● **EXTRACTED TEXT**:
* Begin *

The same technique could be used to make
.ASCII 'TYPESAVEDIR ERA REN '
appear as
.ASCII 'TYPE'
.ASCII 'SAVE'
.ASCII 'DIR '
.ASCII 'ERA '
.ASCII 'REN '
----------------
dump:
- dxxxx Dumps 80H from xxxx on
daaaa,bbbb Dumps from aaaa thru bbbb
d,bbbb Continues, thru bbbb
d Continues, 100H more
NOTE 100H is the default dump length. If you have
a larger display, you can change the default via:
d=nn nn is the HEX new default.
For example, a 16 line tube could display 80H:
d=80 or..
d=80,200 Defaults to 80, dumps 200-27f
----------------
enter symbol:
- ennnn,.symbol symbol may be of any length,
and contain any char A-Z or 0-9,
or "+" or "-". This allows:
E5D,.FCB+1. Note the "+" is not
checked, i.e. E5D,.FCB+2 would be
wrong (assuming FCB is at 5C) but
would be allowed to be entered.
Note if you enter two symbols for the same address,
whichever one is first alphabetically will show up
on the disassembled listing. If you have a label
which has the wrong address, you need not explicitly
kill the old one before entering the new. A label
which is spelled exactly the same as an existing one
will replace the existing one even if the addresses
are different.
----------------
Find occurrence of address or label. Note this function
- runs until interrupted (press any key).
fnnnn,ssss find address nnnn in memory. Start
the search at ssss. Runs forever.
Press any key to stop.
f continue previous find command
fnnnn find nnnn starting at address you last
stopped at in the f command
----------------
kill symbol from table
- k.symbol
----------------
list (disassemble). This command is used to list the
- file, or to list it to disk after enabling
the .ASM file save via 'SFILENAME.ASM' command
l lists 23 lines from prev pc
lssss,eeee lists from ssss to eeee
l,eeee lists from current pc to eeee
lssss lists 23 lines at ssss
Note that if you have a control 'e' entry, then the
list will stop when that address is found. This allows
you to 'lstart,ffff'.

* End *

● **MATERIAL PROVIDED**:
* Begin *

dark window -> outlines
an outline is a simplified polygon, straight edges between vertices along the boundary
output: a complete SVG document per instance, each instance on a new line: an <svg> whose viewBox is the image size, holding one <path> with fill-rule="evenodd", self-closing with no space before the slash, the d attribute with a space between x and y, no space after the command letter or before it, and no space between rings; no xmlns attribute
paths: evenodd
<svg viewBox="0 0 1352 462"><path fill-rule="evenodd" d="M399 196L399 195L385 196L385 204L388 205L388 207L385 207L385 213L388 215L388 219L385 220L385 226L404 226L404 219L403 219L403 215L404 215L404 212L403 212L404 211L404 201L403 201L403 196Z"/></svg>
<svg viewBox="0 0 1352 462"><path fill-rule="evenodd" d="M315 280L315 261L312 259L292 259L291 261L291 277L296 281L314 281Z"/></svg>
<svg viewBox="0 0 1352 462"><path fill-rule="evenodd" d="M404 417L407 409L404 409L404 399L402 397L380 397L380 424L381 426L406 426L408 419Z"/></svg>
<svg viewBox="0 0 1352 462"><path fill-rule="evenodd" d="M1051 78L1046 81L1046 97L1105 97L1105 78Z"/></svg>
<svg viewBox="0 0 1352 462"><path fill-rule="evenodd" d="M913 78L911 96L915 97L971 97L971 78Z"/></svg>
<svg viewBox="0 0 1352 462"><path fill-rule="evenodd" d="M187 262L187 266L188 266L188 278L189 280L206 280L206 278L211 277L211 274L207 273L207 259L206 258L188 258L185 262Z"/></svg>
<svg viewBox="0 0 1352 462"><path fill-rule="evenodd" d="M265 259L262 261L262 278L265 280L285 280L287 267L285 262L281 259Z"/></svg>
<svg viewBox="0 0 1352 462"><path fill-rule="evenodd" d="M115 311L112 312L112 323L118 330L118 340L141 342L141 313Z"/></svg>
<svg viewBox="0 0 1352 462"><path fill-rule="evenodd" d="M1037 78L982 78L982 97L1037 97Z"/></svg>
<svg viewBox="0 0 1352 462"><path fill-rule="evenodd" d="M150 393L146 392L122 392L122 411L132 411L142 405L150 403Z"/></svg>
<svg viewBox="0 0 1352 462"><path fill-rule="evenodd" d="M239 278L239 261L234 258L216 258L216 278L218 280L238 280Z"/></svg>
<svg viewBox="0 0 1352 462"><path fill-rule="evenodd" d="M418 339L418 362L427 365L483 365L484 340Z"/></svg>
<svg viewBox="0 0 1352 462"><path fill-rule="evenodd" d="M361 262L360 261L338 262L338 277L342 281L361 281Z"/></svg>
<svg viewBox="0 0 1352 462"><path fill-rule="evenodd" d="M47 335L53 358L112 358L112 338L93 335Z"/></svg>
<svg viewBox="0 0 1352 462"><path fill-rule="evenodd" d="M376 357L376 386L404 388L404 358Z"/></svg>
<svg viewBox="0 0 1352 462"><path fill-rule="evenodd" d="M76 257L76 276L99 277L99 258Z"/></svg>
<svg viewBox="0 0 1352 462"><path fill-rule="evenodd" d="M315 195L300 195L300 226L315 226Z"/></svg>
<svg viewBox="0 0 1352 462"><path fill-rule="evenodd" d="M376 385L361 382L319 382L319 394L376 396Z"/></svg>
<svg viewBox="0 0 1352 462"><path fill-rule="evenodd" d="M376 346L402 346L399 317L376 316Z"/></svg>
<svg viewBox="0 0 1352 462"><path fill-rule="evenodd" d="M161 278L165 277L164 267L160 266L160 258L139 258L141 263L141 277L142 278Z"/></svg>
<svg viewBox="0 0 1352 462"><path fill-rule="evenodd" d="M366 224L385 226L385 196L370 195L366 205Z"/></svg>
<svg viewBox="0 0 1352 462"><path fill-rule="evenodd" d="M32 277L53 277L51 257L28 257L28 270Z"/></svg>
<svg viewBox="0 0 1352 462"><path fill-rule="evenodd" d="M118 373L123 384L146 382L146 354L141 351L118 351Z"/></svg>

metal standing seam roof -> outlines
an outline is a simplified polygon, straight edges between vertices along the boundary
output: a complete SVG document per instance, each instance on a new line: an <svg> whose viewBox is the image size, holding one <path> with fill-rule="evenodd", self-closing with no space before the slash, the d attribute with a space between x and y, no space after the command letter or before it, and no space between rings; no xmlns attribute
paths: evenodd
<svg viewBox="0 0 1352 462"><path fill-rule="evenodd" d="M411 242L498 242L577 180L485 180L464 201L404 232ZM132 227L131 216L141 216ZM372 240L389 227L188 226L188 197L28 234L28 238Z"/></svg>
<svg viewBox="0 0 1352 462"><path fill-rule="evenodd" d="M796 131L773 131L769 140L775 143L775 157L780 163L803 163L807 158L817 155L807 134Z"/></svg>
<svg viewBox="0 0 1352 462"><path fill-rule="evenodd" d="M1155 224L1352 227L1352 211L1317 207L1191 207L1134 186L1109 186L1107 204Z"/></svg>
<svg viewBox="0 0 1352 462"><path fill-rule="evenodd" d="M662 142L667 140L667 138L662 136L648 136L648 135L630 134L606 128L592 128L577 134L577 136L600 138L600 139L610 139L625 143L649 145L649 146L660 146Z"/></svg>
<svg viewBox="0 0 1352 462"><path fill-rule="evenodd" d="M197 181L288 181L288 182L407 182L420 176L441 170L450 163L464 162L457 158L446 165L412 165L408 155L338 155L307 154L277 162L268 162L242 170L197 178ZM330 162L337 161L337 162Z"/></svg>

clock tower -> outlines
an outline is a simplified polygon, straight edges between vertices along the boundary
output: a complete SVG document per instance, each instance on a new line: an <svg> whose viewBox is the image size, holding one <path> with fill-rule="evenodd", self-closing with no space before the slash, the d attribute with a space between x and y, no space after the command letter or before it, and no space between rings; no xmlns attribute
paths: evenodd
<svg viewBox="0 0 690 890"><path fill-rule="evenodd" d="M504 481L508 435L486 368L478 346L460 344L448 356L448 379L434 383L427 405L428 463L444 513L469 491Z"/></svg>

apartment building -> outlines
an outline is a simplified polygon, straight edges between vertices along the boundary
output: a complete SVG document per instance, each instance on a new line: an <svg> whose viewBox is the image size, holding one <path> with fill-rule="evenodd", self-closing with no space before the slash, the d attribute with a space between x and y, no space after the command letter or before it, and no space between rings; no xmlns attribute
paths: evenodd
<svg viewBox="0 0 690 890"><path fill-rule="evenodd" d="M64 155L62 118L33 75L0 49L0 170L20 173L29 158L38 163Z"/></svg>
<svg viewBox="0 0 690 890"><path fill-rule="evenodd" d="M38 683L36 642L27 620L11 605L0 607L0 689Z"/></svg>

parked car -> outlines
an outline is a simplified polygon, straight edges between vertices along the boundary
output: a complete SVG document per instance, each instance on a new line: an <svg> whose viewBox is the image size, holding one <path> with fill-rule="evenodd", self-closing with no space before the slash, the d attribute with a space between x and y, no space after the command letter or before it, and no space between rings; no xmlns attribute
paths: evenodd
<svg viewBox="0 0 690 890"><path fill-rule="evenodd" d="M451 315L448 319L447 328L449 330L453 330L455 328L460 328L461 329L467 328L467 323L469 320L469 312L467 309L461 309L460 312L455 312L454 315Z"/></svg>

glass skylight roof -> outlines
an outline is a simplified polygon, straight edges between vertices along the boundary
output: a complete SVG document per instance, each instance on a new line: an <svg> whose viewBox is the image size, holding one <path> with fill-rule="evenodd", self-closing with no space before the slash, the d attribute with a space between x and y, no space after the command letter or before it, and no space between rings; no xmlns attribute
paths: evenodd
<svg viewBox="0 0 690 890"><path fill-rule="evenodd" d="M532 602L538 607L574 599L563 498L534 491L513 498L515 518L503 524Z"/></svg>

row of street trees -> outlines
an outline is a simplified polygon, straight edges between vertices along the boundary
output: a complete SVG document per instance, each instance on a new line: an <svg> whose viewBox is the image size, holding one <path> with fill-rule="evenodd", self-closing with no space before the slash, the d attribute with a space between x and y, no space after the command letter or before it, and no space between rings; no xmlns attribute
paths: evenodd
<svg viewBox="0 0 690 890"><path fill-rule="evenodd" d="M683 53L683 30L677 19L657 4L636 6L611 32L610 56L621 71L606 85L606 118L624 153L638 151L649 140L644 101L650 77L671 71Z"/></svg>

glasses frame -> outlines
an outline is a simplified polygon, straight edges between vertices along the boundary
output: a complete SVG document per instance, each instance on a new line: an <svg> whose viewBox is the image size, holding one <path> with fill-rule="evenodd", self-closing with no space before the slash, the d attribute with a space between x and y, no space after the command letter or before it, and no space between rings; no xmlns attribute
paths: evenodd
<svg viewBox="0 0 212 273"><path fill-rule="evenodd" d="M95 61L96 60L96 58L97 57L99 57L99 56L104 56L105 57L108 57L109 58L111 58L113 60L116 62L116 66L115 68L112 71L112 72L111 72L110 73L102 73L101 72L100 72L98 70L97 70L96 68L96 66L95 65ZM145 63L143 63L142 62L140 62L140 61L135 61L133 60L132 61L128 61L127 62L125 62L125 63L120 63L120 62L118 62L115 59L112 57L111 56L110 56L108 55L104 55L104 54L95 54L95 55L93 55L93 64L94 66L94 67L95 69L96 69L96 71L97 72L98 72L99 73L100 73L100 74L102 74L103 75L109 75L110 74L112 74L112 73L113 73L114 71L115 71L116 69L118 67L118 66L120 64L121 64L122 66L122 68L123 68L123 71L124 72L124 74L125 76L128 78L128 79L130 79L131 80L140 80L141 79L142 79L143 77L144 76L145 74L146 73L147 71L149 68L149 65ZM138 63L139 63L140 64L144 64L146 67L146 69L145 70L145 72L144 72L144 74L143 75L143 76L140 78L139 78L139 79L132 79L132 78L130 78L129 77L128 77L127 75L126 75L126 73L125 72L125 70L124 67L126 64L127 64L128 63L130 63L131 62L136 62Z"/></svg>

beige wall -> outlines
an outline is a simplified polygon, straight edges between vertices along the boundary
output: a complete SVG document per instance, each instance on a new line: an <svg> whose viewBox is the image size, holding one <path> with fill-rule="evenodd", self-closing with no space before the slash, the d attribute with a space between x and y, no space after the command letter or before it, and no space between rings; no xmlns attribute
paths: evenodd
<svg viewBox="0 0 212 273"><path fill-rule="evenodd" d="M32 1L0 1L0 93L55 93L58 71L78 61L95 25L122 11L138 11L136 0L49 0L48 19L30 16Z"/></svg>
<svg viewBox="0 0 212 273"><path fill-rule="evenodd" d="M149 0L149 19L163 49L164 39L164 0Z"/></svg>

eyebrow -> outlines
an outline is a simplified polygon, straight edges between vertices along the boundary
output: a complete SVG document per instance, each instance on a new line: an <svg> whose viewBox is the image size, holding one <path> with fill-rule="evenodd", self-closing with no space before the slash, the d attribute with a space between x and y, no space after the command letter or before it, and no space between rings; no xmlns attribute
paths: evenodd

* End *

● **TASK SET**:
[1] Reproduce the section of the command reference starting with "For example, a" and going on through "to be entered.".
[2] Answer these from the command reference:
(a) What is the default dump length?
(b) When two symbols are entered for the same address, which one shows up on the disassembled listing?
(c) How many lines does the l command list when it is given with no arguments?

● **CORRECT ANSWERS**:
[1]
For example, a 16 line tube could display 80H:
d=80 or..
d=80,200 Defaults to 80, dumps 200-27f
----------------
enter symbol:
- ennnn,.symbol symbol may be of any length,
and contain any char A-Z or 0-9,
or "+" or "-". This allows:
E5D,.FCB+1. Note the "+" is not
checked, i.e. E5D,.FCB+2 would be
wrong (assuming FCB is at 5C) but
would be allowed to be entered.

[2]
(a) 100H
(b) Whichever one is first alphabetically
(c) 23 lines, from the previous pc